**Given exercise**
Render every line of the records below as a Markdown table with the columns "Index" and "Entry", numbering each row and omitting blank lines. Do not include the pictures in the answer.
[BEGIN Data provided]
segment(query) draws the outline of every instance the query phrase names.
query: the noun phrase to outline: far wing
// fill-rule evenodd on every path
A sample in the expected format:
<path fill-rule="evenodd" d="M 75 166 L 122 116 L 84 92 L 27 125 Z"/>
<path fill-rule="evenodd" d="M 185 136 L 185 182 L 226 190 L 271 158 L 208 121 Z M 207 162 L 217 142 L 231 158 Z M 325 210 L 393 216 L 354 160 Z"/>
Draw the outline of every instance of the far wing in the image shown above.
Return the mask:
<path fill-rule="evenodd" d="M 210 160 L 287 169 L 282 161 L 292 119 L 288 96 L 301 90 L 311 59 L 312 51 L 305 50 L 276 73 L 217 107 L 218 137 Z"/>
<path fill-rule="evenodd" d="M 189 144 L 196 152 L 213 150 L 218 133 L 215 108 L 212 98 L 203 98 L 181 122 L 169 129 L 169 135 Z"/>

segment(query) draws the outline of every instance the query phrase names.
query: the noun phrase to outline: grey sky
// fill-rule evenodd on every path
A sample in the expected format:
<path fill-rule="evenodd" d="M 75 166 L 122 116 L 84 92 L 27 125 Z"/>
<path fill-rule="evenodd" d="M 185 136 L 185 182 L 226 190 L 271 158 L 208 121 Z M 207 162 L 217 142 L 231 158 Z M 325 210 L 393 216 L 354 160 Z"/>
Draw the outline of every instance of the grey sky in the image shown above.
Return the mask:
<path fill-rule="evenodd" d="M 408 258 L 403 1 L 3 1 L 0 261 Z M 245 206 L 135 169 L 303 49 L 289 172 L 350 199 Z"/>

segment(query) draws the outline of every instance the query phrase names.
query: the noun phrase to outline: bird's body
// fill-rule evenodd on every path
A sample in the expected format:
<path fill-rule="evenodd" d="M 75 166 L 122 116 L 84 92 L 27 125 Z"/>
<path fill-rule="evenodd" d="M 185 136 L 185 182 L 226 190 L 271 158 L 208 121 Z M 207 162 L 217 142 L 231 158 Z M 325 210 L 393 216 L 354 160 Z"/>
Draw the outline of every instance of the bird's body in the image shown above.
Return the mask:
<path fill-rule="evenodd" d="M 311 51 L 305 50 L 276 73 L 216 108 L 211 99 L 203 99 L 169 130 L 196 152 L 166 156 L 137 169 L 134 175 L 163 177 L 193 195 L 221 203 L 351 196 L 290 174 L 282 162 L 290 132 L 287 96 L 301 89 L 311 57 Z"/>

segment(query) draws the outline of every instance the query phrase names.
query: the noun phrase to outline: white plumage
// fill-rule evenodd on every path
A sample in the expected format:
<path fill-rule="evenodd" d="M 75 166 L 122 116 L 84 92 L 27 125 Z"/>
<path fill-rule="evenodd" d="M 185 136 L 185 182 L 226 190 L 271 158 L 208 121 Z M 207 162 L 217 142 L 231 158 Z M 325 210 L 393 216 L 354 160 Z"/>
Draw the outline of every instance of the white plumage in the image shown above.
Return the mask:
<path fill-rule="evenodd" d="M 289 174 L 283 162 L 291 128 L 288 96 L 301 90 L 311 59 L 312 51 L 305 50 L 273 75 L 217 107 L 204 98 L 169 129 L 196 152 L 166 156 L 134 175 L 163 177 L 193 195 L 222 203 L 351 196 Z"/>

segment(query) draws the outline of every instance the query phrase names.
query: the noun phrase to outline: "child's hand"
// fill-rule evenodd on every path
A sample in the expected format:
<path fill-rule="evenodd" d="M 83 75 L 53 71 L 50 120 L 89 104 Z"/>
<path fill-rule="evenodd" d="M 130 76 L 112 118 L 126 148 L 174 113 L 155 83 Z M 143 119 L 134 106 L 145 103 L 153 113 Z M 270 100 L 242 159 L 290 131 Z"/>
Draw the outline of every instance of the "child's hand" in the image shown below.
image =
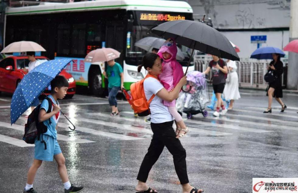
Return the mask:
<path fill-rule="evenodd" d="M 179 83 L 181 84 L 182 86 L 185 85 L 186 84 L 186 83 L 187 82 L 187 80 L 186 80 L 186 78 L 187 77 L 186 76 L 183 76 L 183 77 L 181 78 L 181 79 L 180 79 L 180 81 L 179 81 Z"/>
<path fill-rule="evenodd" d="M 56 114 L 60 111 L 60 109 L 61 109 L 61 108 L 60 108 L 60 106 L 58 105 L 54 105 L 54 107 L 53 108 L 53 111 L 55 113 L 55 114 Z"/>

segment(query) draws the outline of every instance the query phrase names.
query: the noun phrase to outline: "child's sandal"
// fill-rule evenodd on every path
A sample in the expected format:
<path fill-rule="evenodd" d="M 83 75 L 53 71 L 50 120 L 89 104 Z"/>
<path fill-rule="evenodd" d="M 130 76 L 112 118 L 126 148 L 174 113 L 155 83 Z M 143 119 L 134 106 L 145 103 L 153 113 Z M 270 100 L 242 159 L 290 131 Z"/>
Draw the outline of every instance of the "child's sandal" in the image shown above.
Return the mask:
<path fill-rule="evenodd" d="M 181 131 L 184 131 L 185 132 L 185 133 L 183 134 L 179 134 L 179 133 L 177 134 L 176 136 L 176 138 L 177 139 L 179 139 L 183 137 L 185 135 L 187 134 L 187 133 L 189 132 L 189 130 L 187 128 L 187 127 L 185 128 L 185 129 L 181 129 L 180 130 Z"/>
[END Data provided]
**Task response**
| Index | Entry |
|---|---|
| 1 | segment(query) draws the outline of every instance the query phrase names. |
| 2 | query: the noun phrase to outline: far wing |
| 3 | // fill-rule evenodd on every path |
| 4 | A sample in the expected format: |
| 5 | <path fill-rule="evenodd" d="M 75 166 L 122 116 L 84 92 L 27 125 Z"/> |
| 6 | <path fill-rule="evenodd" d="M 185 136 L 185 182 L 226 190 L 271 158 L 208 121 Z M 207 162 L 217 142 L 231 158 Z M 325 210 L 393 216 L 354 160 Z"/> |
| 7 | Draw the outline of every instance of the far wing in the image shown above. |
| 8 | Return the mask: |
| 9 | <path fill-rule="evenodd" d="M 210 160 L 287 169 L 282 161 L 292 119 L 288 96 L 301 90 L 311 59 L 312 51 L 305 50 L 276 73 L 217 107 L 218 137 Z"/> |
| 10 | <path fill-rule="evenodd" d="M 189 144 L 196 152 L 213 150 L 218 133 L 215 108 L 212 98 L 203 98 L 181 122 L 169 129 L 169 135 Z"/> |
| 11 | segment(query) draws the outline of every instance the query phrase names. |
| 12 | query: the noun phrase to outline: grey sky |
| 13 | // fill-rule evenodd on every path |
| 14 | A sample in the expected format: |
| 15 | <path fill-rule="evenodd" d="M 75 166 L 122 116 L 84 92 L 27 125 Z"/> |
| 16 | <path fill-rule="evenodd" d="M 185 136 L 185 182 L 226 190 L 271 158 L 208 121 Z M 207 162 L 217 142 L 231 158 Z M 325 210 L 393 216 L 354 160 Z"/> |
| 17 | Draw the outline of every instance of the grey sky in the image shown above. |
| 18 | Return the mask: |
| 19 | <path fill-rule="evenodd" d="M 408 258 L 403 1 L 3 1 L 0 261 Z M 245 206 L 135 169 L 303 49 L 289 172 L 350 199 Z"/> |
| 20 | segment(query) draws the outline of every instance the query phrase names. |
| 21 | query: the noun phrase to outline: bird's body |
| 22 | // fill-rule evenodd on every path |
| 23 | A sample in the expected format: |
| 24 | <path fill-rule="evenodd" d="M 75 166 L 122 116 L 84 92 L 27 125 Z"/> |
| 25 | <path fill-rule="evenodd" d="M 185 136 L 185 182 L 226 190 L 271 158 L 208 121 Z M 207 162 L 217 142 L 231 158 Z M 325 210 L 393 216 L 354 160 Z"/> |
| 26 | Draw the outline of every instance of the bird's body in the image shown above. |
| 27 | Return the mask: |
| 28 | <path fill-rule="evenodd" d="M 311 51 L 305 50 L 276 73 L 216 108 L 211 99 L 203 99 L 169 130 L 196 152 L 166 156 L 137 169 L 134 175 L 163 177 L 193 195 L 221 203 L 351 196 L 290 174 L 282 162 L 290 132 L 287 96 L 301 89 L 311 57 Z"/> |
| 29 | segment(query) draws the outline of every instance the query phrase names. |
| 30 | query: the noun phrase to outline: white plumage |
| 31 | // fill-rule evenodd on every path |
| 32 | A sample in the expected format: |
| 33 | <path fill-rule="evenodd" d="M 75 166 L 122 116 L 84 92 L 27 125 Z"/> |
| 34 | <path fill-rule="evenodd" d="M 185 136 L 185 182 L 226 190 L 271 158 L 208 121 Z M 207 162 L 217 142 L 231 158 Z M 325 210 L 393 216 L 354 160 Z"/> |
| 35 | Draw the outline of every instance of the white plumage in the image shown above. |
| 36 | Return the mask: |
| 37 | <path fill-rule="evenodd" d="M 289 174 L 283 162 L 291 128 L 288 96 L 301 90 L 311 59 L 312 51 L 305 50 L 273 75 L 217 107 L 204 98 L 169 129 L 196 152 L 166 156 L 134 175 L 163 177 L 193 195 L 222 203 L 351 196 Z"/> |
| 38 | segment(query) draws the outline of every instance the query phrase names. |
| 39 | query: the noun phrase to outline: "child's hand" |
| 40 | // fill-rule evenodd on every path |
| 41 | A sample in the expected format: |
| 42 | <path fill-rule="evenodd" d="M 83 75 L 53 71 L 50 120 L 89 104 Z"/> |
| 43 | <path fill-rule="evenodd" d="M 130 76 L 112 118 L 126 148 L 174 113 L 155 83 Z M 143 119 L 134 106 L 145 103 L 153 113 Z M 270 100 L 242 159 L 290 131 Z"/> |
| 44 | Draw the outline of every instance of the "child's hand" in the image shown below. |
| 45 | image = |
| 46 | Return the mask: |
| 47 | <path fill-rule="evenodd" d="M 179 83 L 181 84 L 182 86 L 185 85 L 186 84 L 186 83 L 187 82 L 187 80 L 186 80 L 186 78 L 187 77 L 186 76 L 183 76 L 183 77 L 181 78 L 181 79 L 180 79 L 180 81 L 179 81 Z"/> |
| 48 | <path fill-rule="evenodd" d="M 56 114 L 60 111 L 60 109 L 61 109 L 61 108 L 60 108 L 60 106 L 58 105 L 54 105 L 54 107 L 53 108 L 53 111 L 55 113 L 55 114 Z"/> |
| 49 | segment(query) draws the outline of every instance the query phrase names. |
| 50 | query: the noun phrase to outline: "child's sandal" |
| 51 | // fill-rule evenodd on every path |
| 52 | A sample in the expected format: |
| 53 | <path fill-rule="evenodd" d="M 83 75 L 53 71 L 50 120 L 89 104 Z"/> |
| 54 | <path fill-rule="evenodd" d="M 130 76 L 112 118 L 126 148 L 174 113 L 155 83 Z M 143 119 L 134 106 L 145 103 L 153 113 Z M 270 100 L 242 159 L 290 131 Z"/> |
| 55 | Draw the outline of every instance of the "child's sandal" in the image shown above. |
| 56 | Return the mask: |
| 57 | <path fill-rule="evenodd" d="M 181 131 L 184 131 L 185 132 L 185 133 L 183 134 L 179 134 L 179 133 L 177 134 L 176 136 L 176 138 L 177 139 L 179 139 L 183 137 L 185 135 L 187 134 L 187 133 L 189 132 L 189 130 L 187 128 L 187 127 L 185 128 L 185 129 L 181 129 L 180 130 Z"/> |